Goal of the exercise:
Render the entries from the line with "Target: camouflage trouser" up to and including the line with "x=132 y=176" as a two-column CSV with the header instruction,points. Give one row per entry, putting its text and its answer each in a single quoted field with line breaks replaced by spaces.

>> Start Available records

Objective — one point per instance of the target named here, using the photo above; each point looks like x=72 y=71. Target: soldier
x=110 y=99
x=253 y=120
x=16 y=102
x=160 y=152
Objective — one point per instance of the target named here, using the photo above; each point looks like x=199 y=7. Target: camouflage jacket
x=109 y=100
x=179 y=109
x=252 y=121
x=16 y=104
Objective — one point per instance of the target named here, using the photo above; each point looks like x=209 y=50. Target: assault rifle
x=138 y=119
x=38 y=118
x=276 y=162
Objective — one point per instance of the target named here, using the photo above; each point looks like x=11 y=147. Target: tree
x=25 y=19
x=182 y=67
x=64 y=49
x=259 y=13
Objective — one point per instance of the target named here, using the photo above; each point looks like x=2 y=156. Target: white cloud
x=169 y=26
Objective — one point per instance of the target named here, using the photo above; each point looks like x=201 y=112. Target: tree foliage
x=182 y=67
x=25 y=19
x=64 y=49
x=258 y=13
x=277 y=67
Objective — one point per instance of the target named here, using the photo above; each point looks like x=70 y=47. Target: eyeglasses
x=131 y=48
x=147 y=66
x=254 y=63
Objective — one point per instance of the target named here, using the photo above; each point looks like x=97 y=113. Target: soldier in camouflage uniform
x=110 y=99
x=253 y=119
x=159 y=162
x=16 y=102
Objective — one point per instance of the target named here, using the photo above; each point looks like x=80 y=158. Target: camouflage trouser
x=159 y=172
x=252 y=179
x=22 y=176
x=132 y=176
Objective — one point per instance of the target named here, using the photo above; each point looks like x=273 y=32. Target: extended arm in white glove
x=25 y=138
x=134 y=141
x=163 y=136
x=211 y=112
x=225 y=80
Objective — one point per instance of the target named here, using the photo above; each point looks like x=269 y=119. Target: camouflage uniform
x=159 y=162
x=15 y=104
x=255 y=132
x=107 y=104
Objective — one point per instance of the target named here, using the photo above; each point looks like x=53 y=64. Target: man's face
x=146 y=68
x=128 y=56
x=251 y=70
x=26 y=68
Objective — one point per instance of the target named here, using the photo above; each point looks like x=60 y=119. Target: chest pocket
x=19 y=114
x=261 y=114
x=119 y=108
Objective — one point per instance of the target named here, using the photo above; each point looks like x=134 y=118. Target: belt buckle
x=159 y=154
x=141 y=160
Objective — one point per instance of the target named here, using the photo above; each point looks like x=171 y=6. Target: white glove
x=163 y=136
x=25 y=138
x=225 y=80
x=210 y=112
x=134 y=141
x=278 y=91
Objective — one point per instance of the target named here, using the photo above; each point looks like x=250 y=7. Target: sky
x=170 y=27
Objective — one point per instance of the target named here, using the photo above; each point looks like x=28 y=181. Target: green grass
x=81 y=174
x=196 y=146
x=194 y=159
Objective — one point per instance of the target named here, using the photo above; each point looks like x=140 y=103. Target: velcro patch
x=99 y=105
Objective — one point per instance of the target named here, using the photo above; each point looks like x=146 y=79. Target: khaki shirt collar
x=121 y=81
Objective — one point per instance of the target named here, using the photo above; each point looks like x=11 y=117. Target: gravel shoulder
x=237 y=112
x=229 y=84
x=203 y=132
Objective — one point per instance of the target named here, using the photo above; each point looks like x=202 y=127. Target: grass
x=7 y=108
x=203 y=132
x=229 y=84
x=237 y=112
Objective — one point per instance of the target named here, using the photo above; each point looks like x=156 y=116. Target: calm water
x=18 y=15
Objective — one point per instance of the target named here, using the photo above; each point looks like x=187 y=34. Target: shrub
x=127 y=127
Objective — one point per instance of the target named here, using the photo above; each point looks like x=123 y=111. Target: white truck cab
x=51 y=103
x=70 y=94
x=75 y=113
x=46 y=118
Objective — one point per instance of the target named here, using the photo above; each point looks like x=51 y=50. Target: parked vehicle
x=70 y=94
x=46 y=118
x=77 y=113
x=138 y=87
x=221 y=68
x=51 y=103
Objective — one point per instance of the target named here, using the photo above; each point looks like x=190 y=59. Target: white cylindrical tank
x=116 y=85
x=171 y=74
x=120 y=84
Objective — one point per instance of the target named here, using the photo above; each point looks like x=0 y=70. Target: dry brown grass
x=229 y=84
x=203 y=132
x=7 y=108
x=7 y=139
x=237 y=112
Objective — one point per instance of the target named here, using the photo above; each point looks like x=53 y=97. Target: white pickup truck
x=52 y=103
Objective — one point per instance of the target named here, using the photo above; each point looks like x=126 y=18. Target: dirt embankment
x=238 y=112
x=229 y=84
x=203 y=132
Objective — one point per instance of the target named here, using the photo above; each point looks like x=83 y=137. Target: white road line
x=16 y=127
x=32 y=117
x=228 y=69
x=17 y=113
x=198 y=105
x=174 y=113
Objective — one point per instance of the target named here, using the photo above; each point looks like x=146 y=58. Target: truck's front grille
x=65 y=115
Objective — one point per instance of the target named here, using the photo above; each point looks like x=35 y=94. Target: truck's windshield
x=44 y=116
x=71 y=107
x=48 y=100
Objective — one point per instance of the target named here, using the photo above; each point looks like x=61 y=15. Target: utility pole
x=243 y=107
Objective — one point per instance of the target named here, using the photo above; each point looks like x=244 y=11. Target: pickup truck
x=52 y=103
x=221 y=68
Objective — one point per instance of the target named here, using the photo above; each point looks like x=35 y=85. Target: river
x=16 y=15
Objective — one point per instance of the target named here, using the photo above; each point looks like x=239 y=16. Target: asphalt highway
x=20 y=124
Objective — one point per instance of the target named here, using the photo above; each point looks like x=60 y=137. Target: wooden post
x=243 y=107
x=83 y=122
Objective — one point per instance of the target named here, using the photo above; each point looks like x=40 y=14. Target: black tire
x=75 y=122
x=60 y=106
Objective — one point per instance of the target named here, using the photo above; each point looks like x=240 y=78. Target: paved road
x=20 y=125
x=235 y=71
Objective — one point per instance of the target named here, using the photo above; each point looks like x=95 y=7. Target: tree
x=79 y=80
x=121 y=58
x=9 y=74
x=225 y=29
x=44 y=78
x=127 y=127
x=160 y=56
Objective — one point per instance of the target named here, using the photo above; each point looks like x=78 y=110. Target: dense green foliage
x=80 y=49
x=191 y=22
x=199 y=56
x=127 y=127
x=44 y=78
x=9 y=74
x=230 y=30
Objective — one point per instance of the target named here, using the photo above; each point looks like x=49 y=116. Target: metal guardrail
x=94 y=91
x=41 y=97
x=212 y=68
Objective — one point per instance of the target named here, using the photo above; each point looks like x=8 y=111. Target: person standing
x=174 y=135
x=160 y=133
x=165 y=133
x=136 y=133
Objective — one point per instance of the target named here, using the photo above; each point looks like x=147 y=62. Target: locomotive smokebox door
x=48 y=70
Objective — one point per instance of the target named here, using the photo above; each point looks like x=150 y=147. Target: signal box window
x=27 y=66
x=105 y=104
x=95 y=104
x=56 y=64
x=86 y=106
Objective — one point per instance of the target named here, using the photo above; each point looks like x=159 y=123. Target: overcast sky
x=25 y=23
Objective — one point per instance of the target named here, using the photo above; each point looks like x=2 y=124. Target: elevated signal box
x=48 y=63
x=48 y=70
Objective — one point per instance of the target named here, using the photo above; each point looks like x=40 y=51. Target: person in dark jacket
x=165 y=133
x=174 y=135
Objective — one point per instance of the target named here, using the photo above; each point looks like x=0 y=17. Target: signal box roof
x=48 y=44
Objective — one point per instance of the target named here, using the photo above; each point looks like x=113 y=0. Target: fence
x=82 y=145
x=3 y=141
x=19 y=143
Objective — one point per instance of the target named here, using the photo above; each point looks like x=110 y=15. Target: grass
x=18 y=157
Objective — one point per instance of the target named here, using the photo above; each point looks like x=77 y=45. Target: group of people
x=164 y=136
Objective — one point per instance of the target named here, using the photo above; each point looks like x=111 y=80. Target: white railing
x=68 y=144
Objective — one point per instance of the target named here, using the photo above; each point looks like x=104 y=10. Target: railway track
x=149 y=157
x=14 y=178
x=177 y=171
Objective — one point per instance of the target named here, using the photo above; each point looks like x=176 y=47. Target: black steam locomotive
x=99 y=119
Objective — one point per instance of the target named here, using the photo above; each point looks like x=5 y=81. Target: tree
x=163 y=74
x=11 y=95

>> End Available records

Solved exercise:
instruction,points
"Objective — one point per instance of the target named here, using the photo above; each point looks like x=80 y=158. Target: camouflage trouser","x=159 y=172 x=252 y=179 x=22 y=176 x=132 y=176"